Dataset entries
[Start of Attachment]
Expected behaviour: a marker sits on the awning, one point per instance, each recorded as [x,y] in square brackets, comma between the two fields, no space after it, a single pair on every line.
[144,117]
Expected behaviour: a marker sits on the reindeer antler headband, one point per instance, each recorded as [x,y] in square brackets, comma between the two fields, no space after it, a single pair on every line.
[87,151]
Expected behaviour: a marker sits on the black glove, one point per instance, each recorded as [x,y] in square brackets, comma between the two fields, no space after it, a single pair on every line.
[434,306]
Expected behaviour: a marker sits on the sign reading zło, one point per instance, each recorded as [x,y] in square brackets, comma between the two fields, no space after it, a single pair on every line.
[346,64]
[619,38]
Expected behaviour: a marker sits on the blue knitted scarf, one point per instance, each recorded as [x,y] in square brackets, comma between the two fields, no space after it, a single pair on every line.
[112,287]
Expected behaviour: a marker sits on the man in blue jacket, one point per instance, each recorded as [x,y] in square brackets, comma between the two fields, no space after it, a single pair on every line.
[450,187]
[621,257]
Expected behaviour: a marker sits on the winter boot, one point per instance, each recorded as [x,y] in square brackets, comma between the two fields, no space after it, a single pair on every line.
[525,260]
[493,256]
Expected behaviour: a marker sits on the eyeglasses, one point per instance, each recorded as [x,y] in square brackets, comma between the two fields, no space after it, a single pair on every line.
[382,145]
[End of Attachment]
[Start of Attachment]
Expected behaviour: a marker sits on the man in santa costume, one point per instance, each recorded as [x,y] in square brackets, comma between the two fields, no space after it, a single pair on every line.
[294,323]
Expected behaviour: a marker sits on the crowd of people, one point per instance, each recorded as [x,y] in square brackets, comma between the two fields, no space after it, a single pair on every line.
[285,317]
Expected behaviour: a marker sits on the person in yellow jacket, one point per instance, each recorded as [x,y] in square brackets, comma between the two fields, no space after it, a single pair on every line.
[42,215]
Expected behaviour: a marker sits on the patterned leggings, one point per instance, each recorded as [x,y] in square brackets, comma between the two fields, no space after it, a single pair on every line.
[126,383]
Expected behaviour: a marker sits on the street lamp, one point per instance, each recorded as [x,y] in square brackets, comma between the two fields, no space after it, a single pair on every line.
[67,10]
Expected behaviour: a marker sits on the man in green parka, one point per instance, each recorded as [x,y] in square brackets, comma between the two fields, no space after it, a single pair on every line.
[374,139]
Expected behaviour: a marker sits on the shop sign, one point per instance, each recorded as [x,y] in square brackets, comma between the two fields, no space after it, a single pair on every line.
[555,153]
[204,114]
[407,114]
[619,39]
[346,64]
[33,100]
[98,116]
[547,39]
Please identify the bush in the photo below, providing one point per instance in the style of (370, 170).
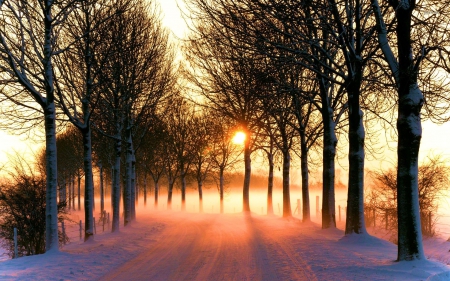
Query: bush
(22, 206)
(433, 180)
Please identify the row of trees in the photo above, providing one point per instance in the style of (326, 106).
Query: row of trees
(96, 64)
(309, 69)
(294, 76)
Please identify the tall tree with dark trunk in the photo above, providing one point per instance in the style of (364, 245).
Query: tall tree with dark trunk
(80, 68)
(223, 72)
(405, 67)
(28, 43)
[End of Attachment]
_Activity_
For each line of the entries that holds the word "identify", pull that line out.

_Response to the task_
Please identify the bush in the photo below, providing one point per instance in the style of (370, 170).
Please identify the row of trees in the photo above, providing one point per instance in the style of (326, 106).
Please identify the tall tree with dark trunk in the photo above, providing one point per instance in the style of (364, 245).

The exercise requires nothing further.